_Assignment 1:_ In the text on flexible fitting with TEMPy-ReFF, what would happen if the --restrain-ribfind flag were left out?
_Assignment 2:_ Continue the text on flexible fitting with TEMPy-ReFF from its last sentence.

You run RIBFIND2 on your own complexes using the webserver here: https://ribfind.topf-group.com, and find instructions for installing RIBFIND locally here: https://ribfind.topf-group.com/download.
Step 3 - Run flexible fitting
With our RIBIND2 generated rigid bodies in hand, we can now run hierarchical flexible fitting with TEMPy-ReFF. When supplied with a directory containing multiple RIBFIND2 rigid bodies, TEMPy-ReFF will iteratively load the up the RIBFIND2 files, restrain atoms into rigid bodies, and run a round of refinement. This will start with the file containing the largest clusters, and sequentially reduce the cluster size.
We can start this process with the command below. This will result in
a directory out/flex-fit/tutorial-01
containing the output
of flexible fitting. The intermediate models are all stored, but the
final result will be called final.pdb
.
tempy-reff \
--model data/tutorial-01/docked.pdb \
--map data/tutorial-01/map.mrc \
--resolution 3.8 \
--restrain-ribfind \
--restrain-ribfind-dir out/ribfind/tutorial-01/protein \
--fitting-density \
--fitting-density-k 100 \
--output-dir out/flex-fit/tutorial-01 \
--platform-cuda
Whilst we wait for the run to complete we can explore some of these command line options in more detail:
Command line options
The first set of options (--pbd
and --map
)
simply control which files we use as input. We specify the cryo-EM map
resolution with the --resolution
flag, which is 3.8 for
EMD-23061.
We trigger RIBFIND hierarchical refinement with the
--restrain-ribfind
flag, and point TEMPy-ReFF to the
relevant RIBFIND files with the --restrain-ribfind-dir
flag. If we did not include the --restrain-ribfind
flag,
TEMPy-ReFF would allow all atoms to move independently.
We can select which refinement force we use, using either the
--fitting-density
or --fitting-gmm
flags. The
fitting-force
flag will instruct TEMPy-ReFF to use a
“density force” for refinement, where atoms will be pulled towards areas
with high cryo-EM density, similar to what is used in MDFF 3. The other option,
--fitting-gmm
, uses the Gaussian-mixture model (GMM)
refinement approach that is described in the TEMPy-ReFF paper 4. Generally speaking, using the GMM
mode will produce better results but refinement will be significantly
slower than using the density force. Therefore, our general
recommendation is to run an initial round of flexible fitting with
RIBFIND2 restraints and the density force, to quickly fix larger errors,
and then correct any residual errors with a round of refinement using
the GMM, which is exactly what we’re doing here!
We can also tune the “strength” of our fitting force with the
--fitting-density-k
parameter. In refinements using the
fitting density, the force applied to atoms is proportional the local
gradients in the cryo EM map, moving them to areas with high density
values. These gradients are typically small, meaning the forces applied
to atoms can be small, resulting in small, or even nonexistent, updates
to their position at each step. We can speed up refinements by
multiplying these gradients by a constant (i.e. the same for all atoms)
factor, which we control with the --fitting-density-k
flag.

_Stored items from a collection:_

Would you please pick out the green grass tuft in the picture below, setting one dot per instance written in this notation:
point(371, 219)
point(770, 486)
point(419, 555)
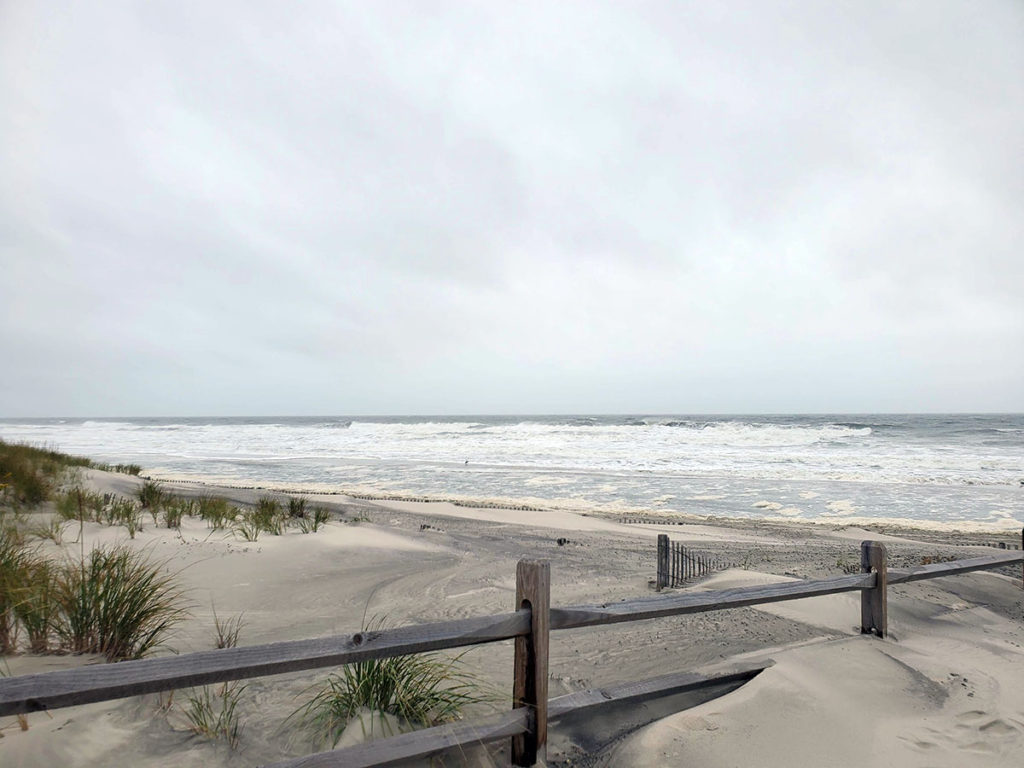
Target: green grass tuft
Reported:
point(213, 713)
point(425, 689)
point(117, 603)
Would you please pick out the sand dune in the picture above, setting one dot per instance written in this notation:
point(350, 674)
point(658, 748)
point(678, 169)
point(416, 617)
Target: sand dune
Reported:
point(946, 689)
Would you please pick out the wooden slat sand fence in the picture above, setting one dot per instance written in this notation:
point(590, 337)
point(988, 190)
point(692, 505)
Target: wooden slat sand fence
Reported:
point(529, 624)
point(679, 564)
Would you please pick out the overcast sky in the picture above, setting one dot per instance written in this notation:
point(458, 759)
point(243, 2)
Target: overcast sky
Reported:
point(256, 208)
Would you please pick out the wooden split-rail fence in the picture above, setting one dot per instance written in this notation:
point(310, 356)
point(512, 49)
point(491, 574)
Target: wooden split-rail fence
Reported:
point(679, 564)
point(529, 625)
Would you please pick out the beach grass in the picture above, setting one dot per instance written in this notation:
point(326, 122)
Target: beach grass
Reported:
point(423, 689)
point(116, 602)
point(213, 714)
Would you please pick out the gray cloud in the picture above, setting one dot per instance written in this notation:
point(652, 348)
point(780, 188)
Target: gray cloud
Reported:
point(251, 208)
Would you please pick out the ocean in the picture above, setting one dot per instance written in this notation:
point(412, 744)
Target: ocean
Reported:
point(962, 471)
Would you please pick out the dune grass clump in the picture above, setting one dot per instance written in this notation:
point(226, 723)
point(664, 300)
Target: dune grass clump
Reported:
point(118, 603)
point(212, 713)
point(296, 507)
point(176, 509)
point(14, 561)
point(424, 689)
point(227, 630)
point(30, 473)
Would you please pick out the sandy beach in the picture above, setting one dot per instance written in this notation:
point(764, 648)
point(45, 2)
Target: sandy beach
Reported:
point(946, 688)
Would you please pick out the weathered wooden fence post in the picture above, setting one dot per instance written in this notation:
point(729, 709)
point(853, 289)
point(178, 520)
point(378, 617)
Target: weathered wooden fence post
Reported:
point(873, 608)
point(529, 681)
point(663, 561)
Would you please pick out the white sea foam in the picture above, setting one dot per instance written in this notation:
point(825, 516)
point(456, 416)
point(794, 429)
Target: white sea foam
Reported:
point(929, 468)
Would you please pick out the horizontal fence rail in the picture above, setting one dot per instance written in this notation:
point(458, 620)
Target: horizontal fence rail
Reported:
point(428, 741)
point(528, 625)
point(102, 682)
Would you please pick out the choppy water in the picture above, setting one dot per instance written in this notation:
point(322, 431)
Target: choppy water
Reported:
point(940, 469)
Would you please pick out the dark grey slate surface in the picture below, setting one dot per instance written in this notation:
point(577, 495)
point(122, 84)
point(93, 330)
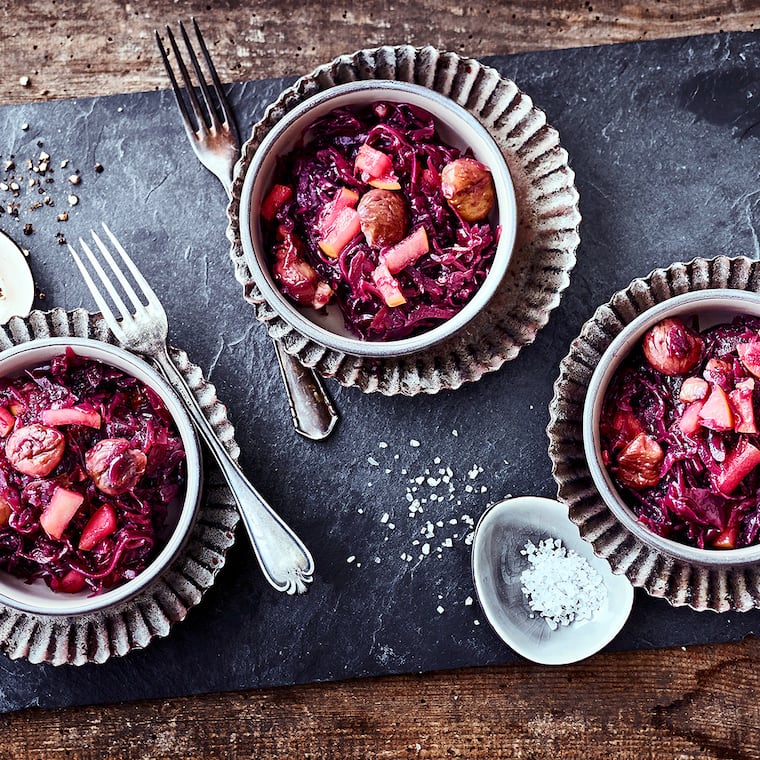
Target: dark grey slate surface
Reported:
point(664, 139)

_Your response 1:_ TEMPy-ReFF would allow all atoms to move independently.

_Your response 2:_
This parameter can require a bit of optimisation, but we generally found
100
to be a good starting point. If the refined model looks
quite deformed (i.e. high clashscore and many Ramachandran outliers),
try reducing this value. On the other hand, if refinement is taking ages
or the model doesn’t seem to be moving into obvious areas of density,
try increasing this value.
Finally, we can specify where the output files are stored with the
--output-dir
flag, and where MD calculations are done with
either the --platform-cuda
(for running the MD simulation
on a CUDA capable GPU) or --platform-cpu
to do the
calculations on the CPU. If no platform is specified TEMPy-ReFF will try
and choose the best available platform.
Visualising the refined model.
When the refinement is finished we can visually assess how our model has improved with ChimeraX:
chimerax \
data/tutorial-01/map.mrc \
data/tutorial-01/docked.pdb \
out/flex-fit/tutorial-01/final.pdb
Which, after setting the cryo-EM map threshold to 0.08, should look something like:
With our starting model in tan colouring, and our flexibly fit model shown in pink.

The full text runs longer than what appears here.